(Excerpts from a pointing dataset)
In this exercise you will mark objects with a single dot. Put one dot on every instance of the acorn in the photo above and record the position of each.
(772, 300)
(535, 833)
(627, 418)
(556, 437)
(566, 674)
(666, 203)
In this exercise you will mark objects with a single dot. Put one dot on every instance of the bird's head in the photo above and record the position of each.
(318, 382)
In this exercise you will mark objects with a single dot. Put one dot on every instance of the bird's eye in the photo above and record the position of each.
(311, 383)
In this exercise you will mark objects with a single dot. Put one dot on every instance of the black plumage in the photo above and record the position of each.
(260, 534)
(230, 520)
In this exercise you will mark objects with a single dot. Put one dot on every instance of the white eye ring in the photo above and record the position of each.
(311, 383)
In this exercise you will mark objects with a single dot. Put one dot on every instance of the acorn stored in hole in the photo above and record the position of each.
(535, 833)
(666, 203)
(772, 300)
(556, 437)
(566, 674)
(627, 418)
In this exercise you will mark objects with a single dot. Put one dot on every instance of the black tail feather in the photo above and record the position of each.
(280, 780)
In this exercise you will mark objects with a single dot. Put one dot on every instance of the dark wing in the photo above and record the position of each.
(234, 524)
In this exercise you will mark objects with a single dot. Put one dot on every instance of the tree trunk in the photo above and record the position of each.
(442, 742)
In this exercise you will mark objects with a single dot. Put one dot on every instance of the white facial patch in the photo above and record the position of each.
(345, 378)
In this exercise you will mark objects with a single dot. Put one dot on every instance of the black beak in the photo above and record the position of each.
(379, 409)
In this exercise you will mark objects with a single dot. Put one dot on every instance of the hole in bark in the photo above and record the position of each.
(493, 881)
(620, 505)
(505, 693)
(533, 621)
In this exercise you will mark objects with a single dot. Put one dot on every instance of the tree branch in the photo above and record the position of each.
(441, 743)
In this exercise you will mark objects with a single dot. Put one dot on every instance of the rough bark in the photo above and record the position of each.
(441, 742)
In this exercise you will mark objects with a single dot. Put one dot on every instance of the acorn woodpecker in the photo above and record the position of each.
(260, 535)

#### INSTRUCTIONS FOR THE TASK:
Retype every item above without any changes.

#### ANSWER TO THE PROBLEM:
In this exercise you will mark objects with a single dot. Put one dot on every instance of the acorn in the photo above and record the position of each.
(772, 300)
(535, 833)
(627, 418)
(556, 437)
(566, 674)
(666, 203)
In this exercise you will mark objects with a single dot. Put one dot on every instance of the bird's head in the photo above and record the position of each.
(318, 382)
In this exercise you will mark objects with a single dot. Put one dot on every instance of the bird's eye in the photo above and record the position of each.
(311, 383)
In this exercise you will mark objects with a single dot. Put one dot on every instance of the black plumage in the photo above and record the position of each.
(260, 534)
(230, 520)
In this exercise you will mark objects with a single dot. Put one dot on every instance of the white eye ring in the photo above and record the position of each.
(311, 383)
In this exercise you will mark objects with a single dot. Put one dot on every instance of the acorn stored in hole in the photo above and record the position of each.
(535, 833)
(666, 203)
(772, 300)
(556, 437)
(566, 674)
(627, 418)
In this exercise you will mark objects with a single dot. Put one dot on every instance of the black tail feather in the photo above and record the position of each.
(280, 780)
In this exercise you will mark objects with a single dot. Put one dot on every instance of the dark wing in the photo above and record the position of each.
(234, 524)
In this exercise you will mark objects with a single dot. Put one dot on every instance of the tree trunk in the photo above and record the position of each.
(442, 742)
In this exercise you will mark objects with a single dot. Put one dot on every instance of the white facial patch in the photo above and record the position of each.
(345, 378)
In this exercise you will mark objects with a single dot. Put one dot on every instance of the black beak in the photo above and record the position of each.
(379, 409)
In this exercise you will mark objects with a single dot. Put one dot on every instance of the hole in bark in the photo above and record the position of each.
(493, 881)
(620, 505)
(505, 693)
(533, 621)
In this exercise you will mark objects with a single dot. Put one dot on every instance of the tree branch in the photo above and record the position of each.
(441, 743)
In this exercise you will mark objects with a single dot. Put one dot on every instance of the rough bark in the photo above and record the position of each.
(441, 742)
In this exercise you will mark objects with a single dot. Put one dot on every instance of the acorn woodpecker in the photo above and record the position of each.
(260, 535)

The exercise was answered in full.